Выбранный отрывок =>
☆ ☆ ☆ ☆
Теория медиа у Ловинка неизбежно смыкается с вопросами политической практики, с конструированием нового политического воображаемого, которое сегодня нельзя представить без собственного медийного аппарата. Социальные сети для него – это пространства технологий, и наоборот, а социальные медиа типа Facebook[1] являются, скорее, успешными – по крайней мере пока – попытками колонизации и перверсии самой сетевой формы. Таким образом, вопрос прогрессивной политики автоматически сегодня становится вопросом медиа: как вернуть потенциал сетевой форме, как вывести политику за пределы апофеоза аналитики данных, в котором мы оказались застигнуты врасплох вместе с нашими девайсами и телами? Мы можем заняться активизмом в Facebook, но никакие радикальные перемены невозможны, если мы не перекодируем наше отношение к технологиям, если не перестанем быть простыми пользователями и потребителями контента. Именно поэтому для Ловинка так важен опыт тактических медиа в 1990-х и альтерглобалистских форумов в нулевые, когда политика становилась одновременно попыткой редизайна социальности через эксперименты с технологиями.
В российском контексте эти вопросы и проблемы приобретают новое звучание. Гегемония американских корпораций в IT-секторе и их экономическое и политическое влияние в последние годы всё чаще оказываются объектом жарких дебатов и законодательных регуляций – в меньшей степени в США, в большей – в ЕС, где с 2018 года действует общеевропейский акт General Data Protection Regulation. В России же так называемый капитализм платформ, главными действующими лицами которого на Западе являются компании типа Google и Amazon, в последние годы окончательно стал неотделим от российского госкапитализма, даже если компании формально остаются частными. Спустя несколько лет после первого издания этой книги международная политика окончательно ушла в штопор, а крупные платформы стали частью геополитических конфронтаций (сразу на ум приходят кейсы TikTok, Yandex и многие другие). Интернет не просто «фрагментируется» или «балканизируется» – он становится минным полем, геополитической или даже «цивилизационной» проблемой, когда мечты о каком-то глобальном цифровом (со) обществе выглядят всё более наивными и начинают походить на пережиток прошлого.
☆ ☆ ☆ ☆
Исходные данные =>

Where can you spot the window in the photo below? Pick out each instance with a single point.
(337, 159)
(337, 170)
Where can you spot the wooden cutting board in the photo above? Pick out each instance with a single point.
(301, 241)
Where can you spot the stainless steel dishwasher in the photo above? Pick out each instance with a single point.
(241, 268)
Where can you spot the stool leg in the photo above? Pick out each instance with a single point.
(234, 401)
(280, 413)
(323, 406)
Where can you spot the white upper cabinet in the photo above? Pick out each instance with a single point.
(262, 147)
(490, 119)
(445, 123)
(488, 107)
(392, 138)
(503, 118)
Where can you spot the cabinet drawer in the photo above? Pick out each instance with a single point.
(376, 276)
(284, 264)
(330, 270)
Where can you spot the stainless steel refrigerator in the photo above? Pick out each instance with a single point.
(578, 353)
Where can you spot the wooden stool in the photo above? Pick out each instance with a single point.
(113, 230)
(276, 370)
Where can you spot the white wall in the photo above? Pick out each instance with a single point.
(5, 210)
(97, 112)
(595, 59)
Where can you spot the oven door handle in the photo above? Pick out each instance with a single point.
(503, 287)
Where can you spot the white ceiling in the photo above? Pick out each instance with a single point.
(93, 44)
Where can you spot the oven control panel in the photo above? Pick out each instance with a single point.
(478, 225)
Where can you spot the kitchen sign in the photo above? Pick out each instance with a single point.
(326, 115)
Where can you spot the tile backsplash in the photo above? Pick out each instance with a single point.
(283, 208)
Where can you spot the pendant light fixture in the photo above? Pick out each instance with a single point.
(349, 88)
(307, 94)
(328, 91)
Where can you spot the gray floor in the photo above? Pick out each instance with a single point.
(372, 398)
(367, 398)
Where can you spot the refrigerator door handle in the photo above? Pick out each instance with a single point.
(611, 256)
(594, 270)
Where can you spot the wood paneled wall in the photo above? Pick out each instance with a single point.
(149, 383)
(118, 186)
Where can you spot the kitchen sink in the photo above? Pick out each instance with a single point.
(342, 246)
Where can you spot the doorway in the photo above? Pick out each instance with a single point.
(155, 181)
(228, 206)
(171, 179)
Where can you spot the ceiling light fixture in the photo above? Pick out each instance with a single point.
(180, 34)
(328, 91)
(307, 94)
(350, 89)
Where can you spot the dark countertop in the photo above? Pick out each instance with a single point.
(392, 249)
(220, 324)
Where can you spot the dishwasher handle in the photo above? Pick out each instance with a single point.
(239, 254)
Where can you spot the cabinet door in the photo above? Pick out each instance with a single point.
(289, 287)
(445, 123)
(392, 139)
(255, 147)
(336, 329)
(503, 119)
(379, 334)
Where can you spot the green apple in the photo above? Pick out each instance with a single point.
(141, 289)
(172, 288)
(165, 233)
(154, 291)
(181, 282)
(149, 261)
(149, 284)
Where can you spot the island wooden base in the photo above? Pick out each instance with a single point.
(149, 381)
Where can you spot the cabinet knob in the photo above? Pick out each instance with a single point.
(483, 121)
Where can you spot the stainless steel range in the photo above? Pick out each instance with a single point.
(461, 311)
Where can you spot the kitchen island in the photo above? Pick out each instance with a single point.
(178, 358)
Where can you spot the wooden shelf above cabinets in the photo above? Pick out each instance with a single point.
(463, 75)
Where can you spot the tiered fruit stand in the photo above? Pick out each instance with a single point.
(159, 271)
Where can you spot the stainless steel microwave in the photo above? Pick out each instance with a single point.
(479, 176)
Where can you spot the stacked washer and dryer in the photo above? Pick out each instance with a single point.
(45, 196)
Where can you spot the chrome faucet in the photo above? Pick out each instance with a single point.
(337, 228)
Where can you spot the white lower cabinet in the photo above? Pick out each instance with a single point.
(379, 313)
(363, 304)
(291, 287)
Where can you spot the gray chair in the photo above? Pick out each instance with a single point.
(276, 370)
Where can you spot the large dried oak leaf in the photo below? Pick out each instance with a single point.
☆ ☆ ☆ ☆
Что сделать =>
1/ Ответьте на вопросы по отрывку о медиа и политике.
(a) Опыт чего в 1990-х годах особенно важен для Ловинка?
(b) С какого года в ЕС действует General Data Protection Regulation?
(c) Какие компании названы главными действующими лицами капитализма платформ на Западе?
2/ Продолжите отрывок о медиа и политике, начиная сразу после его последнего предложения.
Данные здесь не используются.

Ответы по порядку =>
1/
(a) Опыт тактических медиа.
(b) С 2018 года.
(c) Google и Amazon.

2/
Однако именно в данном контексте критика Ловинка остается актуальной, как и шесть-семь лет назад. Она изначально была адресована тем, кого не устраивало сведение политики в целом и политики технологий в частности к манипуляциям больших игроков, будь то государства, платформы или международные институты. В своих эссе Ловинк занимается своего рода феноменологией и одновременно генеалогией цифровой повседневности: тем, как технологии воздействуют на наши привычки, на внимание, на отношение ко времени, телу и, в конечном счете, субъективности. Делая предметом своего исследования интернет, Ловинк в итоге говорит о проблеме субъекта внутри цифрового капитализма и о самой возможности социальности и политики, когда индивид бо́льшую часть времени проводит в одиночестве со смартфоном, не имея возможности повлиять на происходящий вокруг коллапс символического и материального мира. Концепт организованных сетей, который Ловинк развивает с начала нулевых, – как раз одна из попыток начать диалог о политической и социальной форме, при которой возможно действие по ту сторону индивидуальной цифровой невротизации и дисфункциональности привычных институтов.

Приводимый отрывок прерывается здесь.